> **How to complete this task**
All lines from the one with "Every instance of the green" onward, through the last line of the records below, are to be retyped word for word.

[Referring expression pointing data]
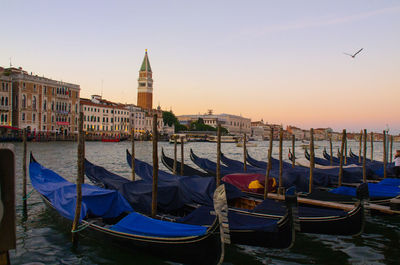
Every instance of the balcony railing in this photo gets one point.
(5, 107)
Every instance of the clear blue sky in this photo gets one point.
(281, 61)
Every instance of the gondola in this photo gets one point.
(379, 193)
(325, 221)
(107, 215)
(187, 204)
(187, 170)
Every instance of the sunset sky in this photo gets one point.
(281, 61)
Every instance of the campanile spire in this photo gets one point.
(145, 84)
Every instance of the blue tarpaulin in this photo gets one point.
(376, 191)
(138, 224)
(174, 192)
(237, 221)
(62, 195)
(390, 182)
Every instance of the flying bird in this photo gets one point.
(354, 55)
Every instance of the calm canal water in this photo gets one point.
(40, 239)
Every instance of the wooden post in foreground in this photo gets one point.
(342, 158)
(345, 149)
(266, 185)
(391, 148)
(331, 151)
(359, 149)
(280, 191)
(384, 155)
(24, 183)
(365, 156)
(294, 151)
(312, 155)
(182, 156)
(7, 203)
(155, 168)
(175, 154)
(79, 179)
(218, 154)
(244, 153)
(133, 153)
(372, 146)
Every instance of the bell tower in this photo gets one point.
(145, 84)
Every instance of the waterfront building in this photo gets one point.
(145, 85)
(260, 128)
(5, 97)
(103, 117)
(41, 104)
(106, 118)
(235, 125)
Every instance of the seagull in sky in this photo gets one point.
(354, 55)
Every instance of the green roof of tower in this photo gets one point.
(146, 63)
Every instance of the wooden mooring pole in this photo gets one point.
(312, 156)
(266, 185)
(391, 148)
(244, 153)
(384, 155)
(281, 188)
(175, 154)
(345, 149)
(24, 174)
(218, 154)
(8, 237)
(182, 156)
(359, 149)
(294, 151)
(342, 158)
(133, 154)
(372, 146)
(79, 179)
(365, 156)
(155, 168)
(331, 150)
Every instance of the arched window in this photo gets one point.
(34, 102)
(23, 101)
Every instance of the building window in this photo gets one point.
(23, 101)
(34, 103)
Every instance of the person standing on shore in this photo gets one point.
(397, 164)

> **Result of this task**
Every instance of the green roof of tower in this photo gets one point.
(146, 63)
Every instance of the wooden mooring pole in this photo gets one point.
(312, 156)
(266, 185)
(391, 148)
(244, 153)
(384, 155)
(281, 188)
(175, 154)
(345, 149)
(24, 174)
(218, 154)
(8, 237)
(182, 156)
(359, 149)
(294, 151)
(342, 158)
(133, 154)
(372, 146)
(79, 179)
(365, 156)
(155, 168)
(331, 150)
Every instance of the arched window in this photo gets one point.
(34, 102)
(23, 101)
Every instance of the building window in this photo gets one point.
(23, 101)
(34, 103)
Every instance of the person standing on shore in this photo gets one point.
(397, 164)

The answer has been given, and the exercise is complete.